Recorded data

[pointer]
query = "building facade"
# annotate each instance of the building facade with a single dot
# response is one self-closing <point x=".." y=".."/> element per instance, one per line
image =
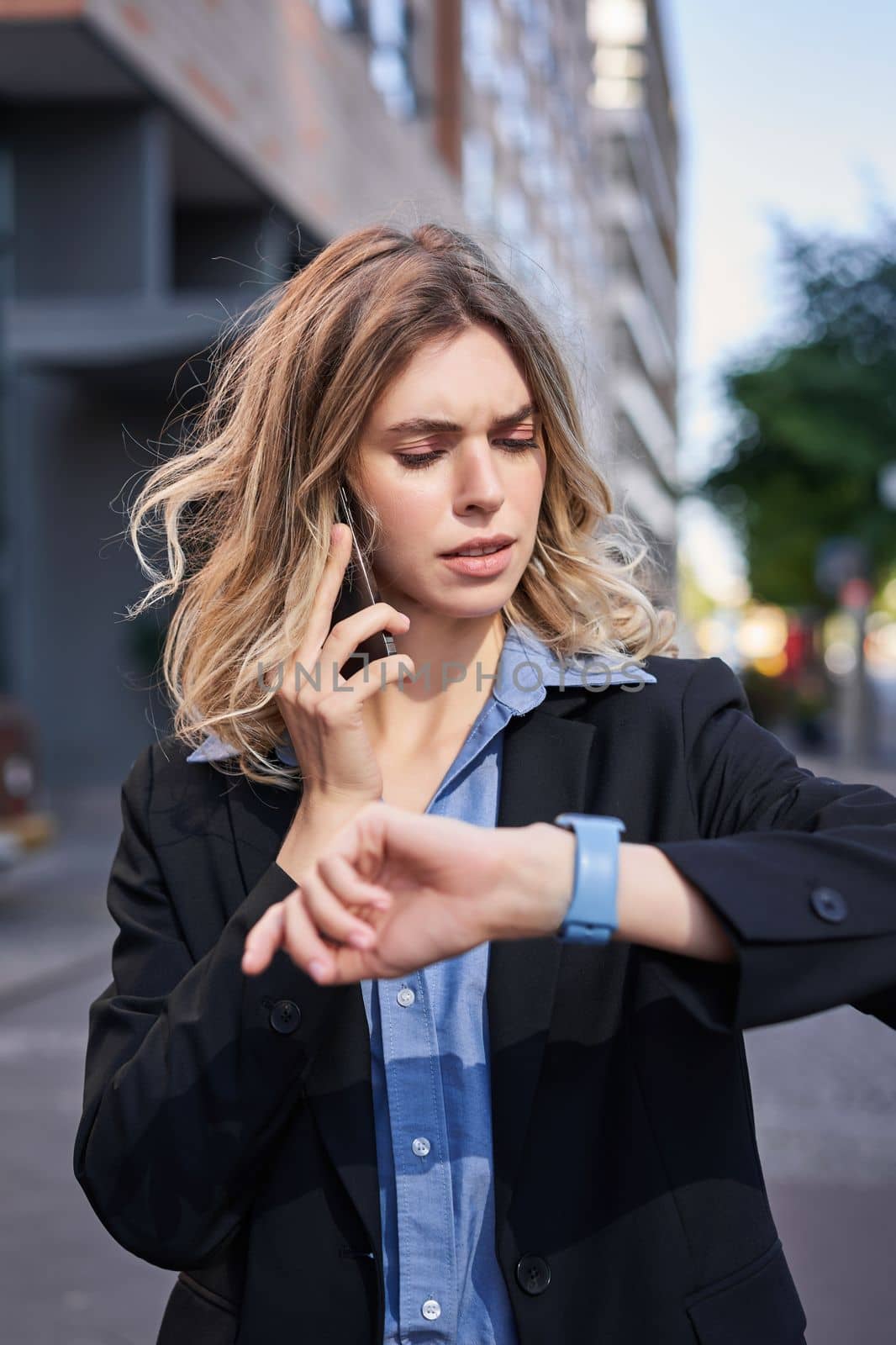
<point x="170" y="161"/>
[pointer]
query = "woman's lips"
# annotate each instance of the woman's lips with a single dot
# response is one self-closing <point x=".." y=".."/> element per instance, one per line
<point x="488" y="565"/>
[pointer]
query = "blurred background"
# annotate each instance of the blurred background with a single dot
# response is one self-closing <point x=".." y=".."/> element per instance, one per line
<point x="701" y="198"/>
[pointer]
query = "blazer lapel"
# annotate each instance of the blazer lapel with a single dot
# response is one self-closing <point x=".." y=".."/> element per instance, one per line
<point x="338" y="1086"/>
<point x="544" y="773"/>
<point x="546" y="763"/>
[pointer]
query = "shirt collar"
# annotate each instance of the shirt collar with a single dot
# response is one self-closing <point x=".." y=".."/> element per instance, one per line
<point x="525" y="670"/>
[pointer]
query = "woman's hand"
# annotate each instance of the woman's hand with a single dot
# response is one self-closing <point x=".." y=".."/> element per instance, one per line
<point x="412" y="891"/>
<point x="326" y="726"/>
--
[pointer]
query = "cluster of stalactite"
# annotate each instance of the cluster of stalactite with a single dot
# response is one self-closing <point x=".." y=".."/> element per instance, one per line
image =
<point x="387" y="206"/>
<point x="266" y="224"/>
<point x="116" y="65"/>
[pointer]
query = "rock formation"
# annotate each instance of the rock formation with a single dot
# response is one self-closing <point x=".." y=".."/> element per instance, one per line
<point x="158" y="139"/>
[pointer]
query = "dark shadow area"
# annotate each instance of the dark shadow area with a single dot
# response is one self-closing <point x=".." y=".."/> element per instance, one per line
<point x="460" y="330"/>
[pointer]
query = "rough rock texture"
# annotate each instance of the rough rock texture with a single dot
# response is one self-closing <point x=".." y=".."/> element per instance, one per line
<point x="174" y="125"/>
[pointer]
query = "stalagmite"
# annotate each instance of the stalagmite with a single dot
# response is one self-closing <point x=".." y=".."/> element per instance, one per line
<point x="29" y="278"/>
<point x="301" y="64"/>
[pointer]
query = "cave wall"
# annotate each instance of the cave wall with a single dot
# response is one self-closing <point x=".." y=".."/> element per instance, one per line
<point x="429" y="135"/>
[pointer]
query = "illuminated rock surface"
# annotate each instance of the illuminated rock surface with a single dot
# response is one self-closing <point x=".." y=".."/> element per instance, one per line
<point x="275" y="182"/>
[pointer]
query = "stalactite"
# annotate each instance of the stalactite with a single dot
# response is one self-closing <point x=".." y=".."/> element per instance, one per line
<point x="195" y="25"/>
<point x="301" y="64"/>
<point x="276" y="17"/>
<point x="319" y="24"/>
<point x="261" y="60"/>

[WORK TO DO] Identify every line in the items above that contains the string "texture", matching case exactly, and copy each such line.

[THE RESULT]
query = "rough rock texture"
# annotate each instance of the rough rock texture with a single dot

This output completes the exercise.